%%
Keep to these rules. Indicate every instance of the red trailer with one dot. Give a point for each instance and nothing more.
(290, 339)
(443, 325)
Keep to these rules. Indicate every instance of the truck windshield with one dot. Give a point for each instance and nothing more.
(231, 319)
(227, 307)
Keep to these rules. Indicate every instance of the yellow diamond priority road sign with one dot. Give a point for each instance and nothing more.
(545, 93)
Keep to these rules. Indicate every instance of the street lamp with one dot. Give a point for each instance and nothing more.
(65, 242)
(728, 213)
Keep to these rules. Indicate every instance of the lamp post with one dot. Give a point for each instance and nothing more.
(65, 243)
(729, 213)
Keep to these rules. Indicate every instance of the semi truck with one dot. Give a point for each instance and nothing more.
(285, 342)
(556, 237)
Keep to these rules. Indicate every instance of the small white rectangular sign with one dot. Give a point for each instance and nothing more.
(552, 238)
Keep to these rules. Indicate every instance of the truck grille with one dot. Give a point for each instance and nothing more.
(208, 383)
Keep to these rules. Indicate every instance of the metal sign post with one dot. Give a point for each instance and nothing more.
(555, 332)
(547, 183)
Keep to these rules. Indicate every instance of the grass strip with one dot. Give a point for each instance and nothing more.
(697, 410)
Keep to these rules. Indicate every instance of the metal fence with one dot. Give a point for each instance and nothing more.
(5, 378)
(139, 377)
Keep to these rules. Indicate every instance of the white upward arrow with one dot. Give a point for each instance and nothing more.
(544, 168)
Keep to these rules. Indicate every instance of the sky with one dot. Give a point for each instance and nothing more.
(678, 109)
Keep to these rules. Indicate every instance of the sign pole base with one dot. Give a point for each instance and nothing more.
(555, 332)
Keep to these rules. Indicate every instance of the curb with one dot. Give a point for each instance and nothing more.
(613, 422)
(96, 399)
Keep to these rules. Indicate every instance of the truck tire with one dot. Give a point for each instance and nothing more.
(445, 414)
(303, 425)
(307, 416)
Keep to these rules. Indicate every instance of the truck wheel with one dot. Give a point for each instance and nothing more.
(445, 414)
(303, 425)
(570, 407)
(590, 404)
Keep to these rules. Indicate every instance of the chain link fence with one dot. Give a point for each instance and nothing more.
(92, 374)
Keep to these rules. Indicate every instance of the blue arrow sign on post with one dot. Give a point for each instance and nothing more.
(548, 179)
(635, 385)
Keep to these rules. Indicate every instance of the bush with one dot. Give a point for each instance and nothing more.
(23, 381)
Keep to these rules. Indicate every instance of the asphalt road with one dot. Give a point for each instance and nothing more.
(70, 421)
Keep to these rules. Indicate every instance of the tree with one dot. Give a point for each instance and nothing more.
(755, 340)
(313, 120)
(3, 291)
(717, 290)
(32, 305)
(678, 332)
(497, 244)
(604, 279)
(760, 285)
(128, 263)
%%
Rewrite the listing from the line with "Keep to these rules. Indicate every instance of the sky" through its end as a JSON list of strings, one string per line, leaving out blank lines.

Task output:
[
  "Keep to these rules. Indicate every instance of the sky with one dot. Give a point for each instance and nothing more.",
  "(678, 109)",
  "Keep to these rules. Indicate every instance of the sign pole base with one dot. Give a point for each instance and nothing more.",
  "(555, 332)",
  "Keep to these rules. Indicate every instance of the curb with one dot. Give a point for each instance and nothing more.",
  "(613, 422)",
  "(96, 399)",
  "Keep to these rules. Indicate every instance of the truck tire with one dot. Give a point for each instance and nothing more.",
  "(445, 414)",
  "(303, 425)",
  "(307, 416)",
  "Keep to these rules. Indicate every instance of the truck wheel with one dot. Give a point for each instance and nothing more.",
  "(445, 414)",
  "(303, 425)",
  "(570, 407)",
  "(590, 404)",
  "Keep to these rules. Indicate every instance of the chain link fence with one dot. Give a point for each instance and nothing more.",
  "(92, 374)",
  "Keep to these rules. Indicate every instance of the blue arrow sign on post with one dot. Give a point for each instance and nothing more.",
  "(548, 179)",
  "(635, 385)",
  "Keep to these rules. Indicate every instance of the bush with one dot. Give a point for each instance and nothing more.",
  "(23, 381)",
  "Keep to these rules. Indicate every instance of the asphalt road with one dot. Give a point for each instance and nothing more.",
  "(70, 421)",
  "Keep to these rules. Indicate every instance of the tree with one dot. Give a point for each instance and nothing more.",
  "(755, 340)",
  "(313, 120)",
  "(3, 291)",
  "(717, 290)",
  "(32, 305)",
  "(678, 332)",
  "(497, 244)",
  "(604, 279)",
  "(760, 285)",
  "(128, 263)"
]